'''
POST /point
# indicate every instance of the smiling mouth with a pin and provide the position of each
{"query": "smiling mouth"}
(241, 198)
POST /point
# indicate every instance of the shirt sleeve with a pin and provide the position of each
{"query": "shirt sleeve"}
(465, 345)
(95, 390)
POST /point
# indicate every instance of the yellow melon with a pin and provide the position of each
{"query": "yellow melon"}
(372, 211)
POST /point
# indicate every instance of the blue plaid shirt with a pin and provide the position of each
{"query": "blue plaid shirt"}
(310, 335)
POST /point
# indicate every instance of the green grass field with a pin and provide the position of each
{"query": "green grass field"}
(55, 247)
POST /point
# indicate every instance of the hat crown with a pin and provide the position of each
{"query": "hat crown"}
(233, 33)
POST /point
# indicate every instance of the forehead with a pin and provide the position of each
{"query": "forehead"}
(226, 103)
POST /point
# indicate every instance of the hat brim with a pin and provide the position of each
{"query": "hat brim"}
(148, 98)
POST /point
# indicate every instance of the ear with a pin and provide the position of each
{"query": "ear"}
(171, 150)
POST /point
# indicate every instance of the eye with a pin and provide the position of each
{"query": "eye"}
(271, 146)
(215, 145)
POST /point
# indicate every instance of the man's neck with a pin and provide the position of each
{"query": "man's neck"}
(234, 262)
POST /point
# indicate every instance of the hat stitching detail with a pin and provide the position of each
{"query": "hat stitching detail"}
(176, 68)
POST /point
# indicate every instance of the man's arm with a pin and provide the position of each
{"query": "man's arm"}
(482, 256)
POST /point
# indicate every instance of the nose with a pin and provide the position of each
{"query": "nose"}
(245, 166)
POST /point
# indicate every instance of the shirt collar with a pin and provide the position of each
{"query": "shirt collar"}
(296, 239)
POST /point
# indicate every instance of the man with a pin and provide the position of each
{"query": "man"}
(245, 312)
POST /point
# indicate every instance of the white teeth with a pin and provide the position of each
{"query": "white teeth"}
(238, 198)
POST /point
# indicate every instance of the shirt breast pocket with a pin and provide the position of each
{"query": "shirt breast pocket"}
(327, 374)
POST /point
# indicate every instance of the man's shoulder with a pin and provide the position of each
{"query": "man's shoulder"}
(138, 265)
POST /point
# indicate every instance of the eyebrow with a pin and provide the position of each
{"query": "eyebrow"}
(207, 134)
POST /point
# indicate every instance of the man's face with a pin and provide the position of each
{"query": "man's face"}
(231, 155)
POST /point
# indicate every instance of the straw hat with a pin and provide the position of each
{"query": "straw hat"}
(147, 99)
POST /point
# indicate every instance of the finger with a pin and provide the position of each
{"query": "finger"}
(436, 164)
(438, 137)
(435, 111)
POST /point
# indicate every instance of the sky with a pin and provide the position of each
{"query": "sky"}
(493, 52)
'''
*What the exercise asks:*
All lines of the data are to be repeated exactly as they stand.

*Result for this exercise:*
POST /point
# indicate every instance of the smiling mouth with a pin and provide the position of each
{"query": "smiling mouth"}
(241, 198)
POST /point
# indicate every instance of the shirt sleeve with a pin and provide the position of each
{"query": "shirt sleeve"}
(465, 345)
(95, 390)
POST /point
# indicate every instance of the yellow melon with a pin and provide the position of each
{"query": "yellow melon"}
(372, 211)
POST /point
# indicate every instance of the blue plaid shirt with a pin and provide the position of each
{"query": "blue plaid shirt"}
(310, 335)
POST /point
# indicate every instance of the green grass field with a pin and provide the position of each
{"query": "green grass field"}
(55, 247)
POST /point
# indicate every instance of the hat crown with a pin and provide the position of each
{"query": "hat crown"}
(233, 33)
POST /point
# indicate every instance of the forehead with a pin and provide the position of each
{"query": "forehead"}
(226, 103)
POST /point
# indicate every instance of the hat brim with a pin and provide the position of each
{"query": "hat brim"}
(148, 98)
POST /point
# indicate every instance of the ear with a pin and provide the position of each
{"query": "ear"}
(171, 150)
POST /point
# indicate every instance of the eye with a pin and provide the position of each
{"query": "eye"}
(271, 146)
(215, 145)
POST /point
# indicate every instance of the man's neck with a pin and provide the position of each
{"query": "man's neck"}
(234, 262)
POST /point
# indicate every instance of the hat stitching detail with a pin and provide the position of each
{"query": "hat stitching detail"}
(176, 68)
POST /point
# indicate every instance of the man's arm with a pin and provide the position of each
{"query": "man's arm"}
(482, 256)
POST /point
# indicate every instance of the nose with a pin and provide the position of each
{"query": "nose"}
(245, 166)
POST /point
# indicate every instance of the shirt collar with a pin and provide the position of each
{"query": "shirt collar"}
(296, 239)
POST /point
# indicate every instance of the man with a pin and provide the position of each
{"query": "man"}
(245, 312)
POST /point
# indicate every instance of the white teeth with a pin and provide the position of each
{"query": "white teeth"}
(238, 198)
POST /point
# indicate every instance of the shirt breast pocket with a pin and provide the position of each
{"query": "shirt breast pocket"}
(327, 374)
POST /point
# indicate every instance of the man's shoulder with a pin and provide the position of each
{"query": "man's shoulder"}
(138, 265)
POST /point
# indicate every instance of the eyebrow with a pin and provide the position of each
{"query": "eyebrow"}
(207, 134)
POST /point
# indicate every instance of the man's face with a pin and provide the position of each
{"query": "man's face"}
(231, 155)
POST /point
# indicate every instance of the straw hat with a pin and provide the position of each
{"query": "straw hat"}
(147, 99)
POST /point
# indicate every instance of the finger with a pin and provide the position of each
{"query": "finger"}
(436, 164)
(438, 137)
(435, 111)
POST /point
# indicate every instance of the sky with a pin and provide the position of each
{"query": "sky"}
(493, 52)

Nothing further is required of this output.